* _THE DATA_:
▼▼▼
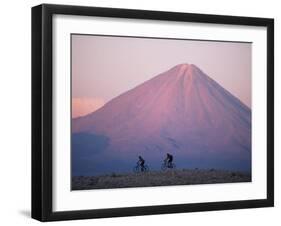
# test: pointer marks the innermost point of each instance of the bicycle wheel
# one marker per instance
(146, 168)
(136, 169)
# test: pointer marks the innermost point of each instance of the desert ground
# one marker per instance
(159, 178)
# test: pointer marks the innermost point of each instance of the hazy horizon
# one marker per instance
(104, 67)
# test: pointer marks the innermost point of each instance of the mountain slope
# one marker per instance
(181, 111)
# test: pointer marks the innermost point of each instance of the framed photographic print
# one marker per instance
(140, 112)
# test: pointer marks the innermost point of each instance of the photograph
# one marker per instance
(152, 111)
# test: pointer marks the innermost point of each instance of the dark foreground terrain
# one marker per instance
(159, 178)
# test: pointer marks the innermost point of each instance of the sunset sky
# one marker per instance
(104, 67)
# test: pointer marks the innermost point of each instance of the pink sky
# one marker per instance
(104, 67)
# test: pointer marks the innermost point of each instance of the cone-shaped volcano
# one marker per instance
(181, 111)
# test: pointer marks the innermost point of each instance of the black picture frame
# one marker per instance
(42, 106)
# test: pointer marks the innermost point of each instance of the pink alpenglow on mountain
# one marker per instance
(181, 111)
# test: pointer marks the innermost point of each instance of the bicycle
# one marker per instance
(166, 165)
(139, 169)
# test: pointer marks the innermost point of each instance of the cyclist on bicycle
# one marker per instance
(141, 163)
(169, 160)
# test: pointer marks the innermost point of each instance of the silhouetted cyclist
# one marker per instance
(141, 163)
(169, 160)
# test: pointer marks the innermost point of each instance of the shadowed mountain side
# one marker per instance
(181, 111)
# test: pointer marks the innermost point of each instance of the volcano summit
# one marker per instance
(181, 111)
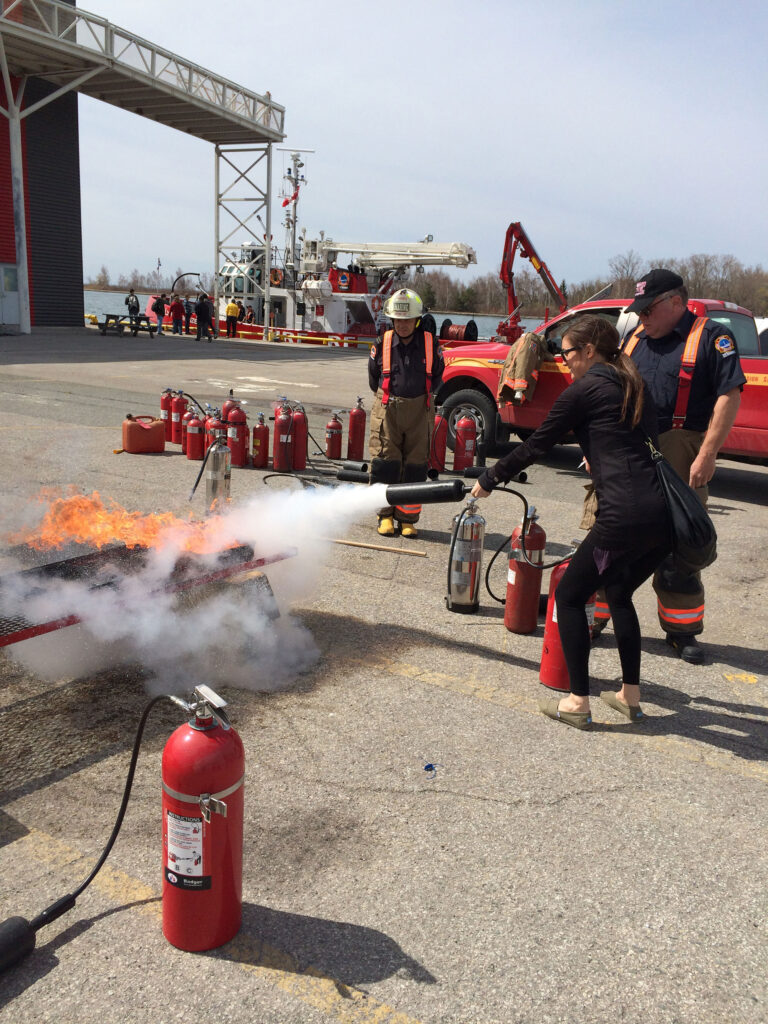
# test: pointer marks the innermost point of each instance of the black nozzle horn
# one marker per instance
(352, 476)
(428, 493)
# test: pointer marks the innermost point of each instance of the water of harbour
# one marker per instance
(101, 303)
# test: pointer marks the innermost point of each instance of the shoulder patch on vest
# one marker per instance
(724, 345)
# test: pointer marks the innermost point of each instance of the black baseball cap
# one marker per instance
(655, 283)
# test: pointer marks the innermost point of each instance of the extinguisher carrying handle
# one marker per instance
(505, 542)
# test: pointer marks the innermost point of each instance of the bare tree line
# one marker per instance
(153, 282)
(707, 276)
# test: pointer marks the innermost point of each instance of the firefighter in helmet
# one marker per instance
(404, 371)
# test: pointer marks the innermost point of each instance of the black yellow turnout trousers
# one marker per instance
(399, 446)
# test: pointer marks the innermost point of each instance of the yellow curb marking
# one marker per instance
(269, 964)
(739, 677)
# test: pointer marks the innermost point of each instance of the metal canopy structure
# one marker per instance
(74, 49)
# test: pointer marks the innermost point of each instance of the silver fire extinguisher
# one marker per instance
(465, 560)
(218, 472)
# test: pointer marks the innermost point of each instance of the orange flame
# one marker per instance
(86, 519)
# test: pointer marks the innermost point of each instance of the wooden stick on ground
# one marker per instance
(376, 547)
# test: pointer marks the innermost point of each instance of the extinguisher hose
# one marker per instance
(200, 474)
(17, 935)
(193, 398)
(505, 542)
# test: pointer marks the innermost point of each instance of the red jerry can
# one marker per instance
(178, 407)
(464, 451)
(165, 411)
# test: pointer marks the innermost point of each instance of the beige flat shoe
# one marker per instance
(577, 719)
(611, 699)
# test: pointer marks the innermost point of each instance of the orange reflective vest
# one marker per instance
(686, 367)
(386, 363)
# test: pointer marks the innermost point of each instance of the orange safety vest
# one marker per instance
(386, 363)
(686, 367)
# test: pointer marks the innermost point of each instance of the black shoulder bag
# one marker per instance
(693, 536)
▲▲▲
▼▼▼
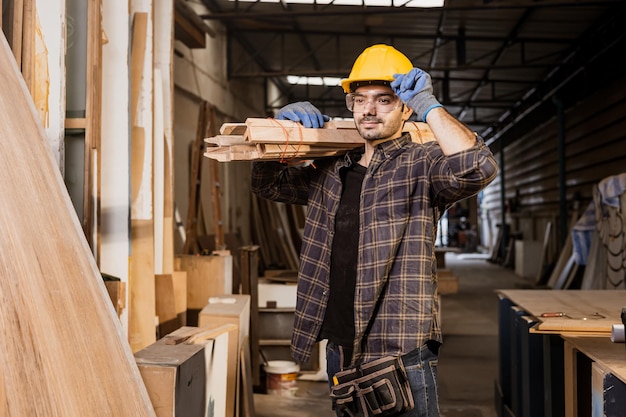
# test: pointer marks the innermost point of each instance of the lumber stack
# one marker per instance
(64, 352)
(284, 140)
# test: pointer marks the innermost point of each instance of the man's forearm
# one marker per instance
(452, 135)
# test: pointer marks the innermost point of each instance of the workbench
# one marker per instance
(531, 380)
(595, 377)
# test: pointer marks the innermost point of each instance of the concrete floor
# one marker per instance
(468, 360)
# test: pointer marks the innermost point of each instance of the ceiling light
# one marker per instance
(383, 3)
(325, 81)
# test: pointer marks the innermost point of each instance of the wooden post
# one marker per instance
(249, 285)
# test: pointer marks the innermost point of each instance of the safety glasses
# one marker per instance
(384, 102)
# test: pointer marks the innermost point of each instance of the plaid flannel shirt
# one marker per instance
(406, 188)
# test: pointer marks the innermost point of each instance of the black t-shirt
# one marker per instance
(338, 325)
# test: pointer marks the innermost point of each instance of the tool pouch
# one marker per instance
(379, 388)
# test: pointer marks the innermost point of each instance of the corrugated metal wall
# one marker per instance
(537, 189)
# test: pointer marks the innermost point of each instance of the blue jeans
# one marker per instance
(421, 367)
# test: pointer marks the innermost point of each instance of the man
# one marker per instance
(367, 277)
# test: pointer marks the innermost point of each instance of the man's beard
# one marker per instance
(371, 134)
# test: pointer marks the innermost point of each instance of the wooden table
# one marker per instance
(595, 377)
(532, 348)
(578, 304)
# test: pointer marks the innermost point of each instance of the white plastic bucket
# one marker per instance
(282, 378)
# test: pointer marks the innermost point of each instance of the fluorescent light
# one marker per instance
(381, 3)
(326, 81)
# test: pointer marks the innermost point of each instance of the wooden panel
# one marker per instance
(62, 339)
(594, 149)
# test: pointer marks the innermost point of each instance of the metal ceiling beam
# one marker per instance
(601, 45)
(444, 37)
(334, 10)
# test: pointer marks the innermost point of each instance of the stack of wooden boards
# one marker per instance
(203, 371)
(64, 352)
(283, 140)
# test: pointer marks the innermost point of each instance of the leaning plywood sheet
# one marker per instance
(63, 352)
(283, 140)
▲▲▲
▼▼▼
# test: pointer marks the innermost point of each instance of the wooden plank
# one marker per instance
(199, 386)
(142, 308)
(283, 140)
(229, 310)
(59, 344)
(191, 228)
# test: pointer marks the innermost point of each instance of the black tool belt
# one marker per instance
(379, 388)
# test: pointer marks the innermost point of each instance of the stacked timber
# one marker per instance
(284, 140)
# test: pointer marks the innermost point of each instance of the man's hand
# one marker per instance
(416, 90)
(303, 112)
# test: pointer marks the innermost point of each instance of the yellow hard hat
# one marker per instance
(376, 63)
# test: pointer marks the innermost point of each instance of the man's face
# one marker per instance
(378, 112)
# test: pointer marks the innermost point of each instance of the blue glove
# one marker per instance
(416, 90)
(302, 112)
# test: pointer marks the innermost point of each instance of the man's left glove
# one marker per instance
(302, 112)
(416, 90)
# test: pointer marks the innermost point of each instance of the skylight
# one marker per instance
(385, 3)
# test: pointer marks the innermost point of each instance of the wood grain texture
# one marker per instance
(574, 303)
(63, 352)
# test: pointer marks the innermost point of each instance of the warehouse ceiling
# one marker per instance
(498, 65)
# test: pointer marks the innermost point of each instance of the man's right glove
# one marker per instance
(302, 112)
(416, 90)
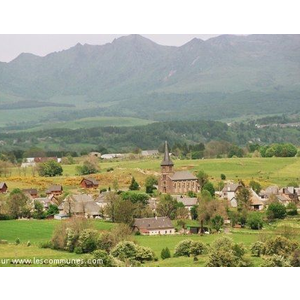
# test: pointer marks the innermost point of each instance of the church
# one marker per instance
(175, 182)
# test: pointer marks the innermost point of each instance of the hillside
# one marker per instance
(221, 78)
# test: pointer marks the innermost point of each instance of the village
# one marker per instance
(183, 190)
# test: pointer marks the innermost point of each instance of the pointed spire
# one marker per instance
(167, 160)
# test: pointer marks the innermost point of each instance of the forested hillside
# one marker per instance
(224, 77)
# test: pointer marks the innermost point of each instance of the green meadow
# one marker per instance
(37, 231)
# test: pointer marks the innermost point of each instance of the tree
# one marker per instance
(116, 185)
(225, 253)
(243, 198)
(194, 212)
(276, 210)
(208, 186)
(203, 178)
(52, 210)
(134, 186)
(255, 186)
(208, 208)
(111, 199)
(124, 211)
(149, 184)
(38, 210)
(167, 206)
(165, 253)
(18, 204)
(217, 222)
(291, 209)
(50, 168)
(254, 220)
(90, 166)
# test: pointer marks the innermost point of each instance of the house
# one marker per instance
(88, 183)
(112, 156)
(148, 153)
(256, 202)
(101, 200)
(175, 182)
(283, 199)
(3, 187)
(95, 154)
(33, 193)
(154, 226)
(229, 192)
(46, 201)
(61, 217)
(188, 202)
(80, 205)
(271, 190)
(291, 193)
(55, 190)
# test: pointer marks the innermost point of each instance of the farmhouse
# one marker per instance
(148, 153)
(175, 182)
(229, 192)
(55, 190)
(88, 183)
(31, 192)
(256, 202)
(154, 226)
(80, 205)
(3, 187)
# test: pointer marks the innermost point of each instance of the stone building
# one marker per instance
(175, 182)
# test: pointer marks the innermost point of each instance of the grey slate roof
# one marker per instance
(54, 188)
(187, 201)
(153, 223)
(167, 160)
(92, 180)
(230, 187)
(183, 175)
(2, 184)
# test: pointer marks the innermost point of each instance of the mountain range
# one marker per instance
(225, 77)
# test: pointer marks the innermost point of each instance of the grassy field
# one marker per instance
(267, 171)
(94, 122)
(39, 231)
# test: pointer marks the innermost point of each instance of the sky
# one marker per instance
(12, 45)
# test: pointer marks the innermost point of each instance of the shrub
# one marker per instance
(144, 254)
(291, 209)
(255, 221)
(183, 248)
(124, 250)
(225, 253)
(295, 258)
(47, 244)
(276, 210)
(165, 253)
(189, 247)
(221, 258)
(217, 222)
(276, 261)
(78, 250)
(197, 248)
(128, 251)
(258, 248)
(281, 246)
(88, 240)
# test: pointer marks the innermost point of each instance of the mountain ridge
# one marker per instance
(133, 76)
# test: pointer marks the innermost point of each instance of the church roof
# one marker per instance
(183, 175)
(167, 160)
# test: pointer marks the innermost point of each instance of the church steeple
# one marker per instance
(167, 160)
▲▲▲
* _AIM OF THE EXERCISE_:
In the entries above, tally the lines containing the word "mountain" and return only the tally.

* _EXERCISE SOLUTION_:
5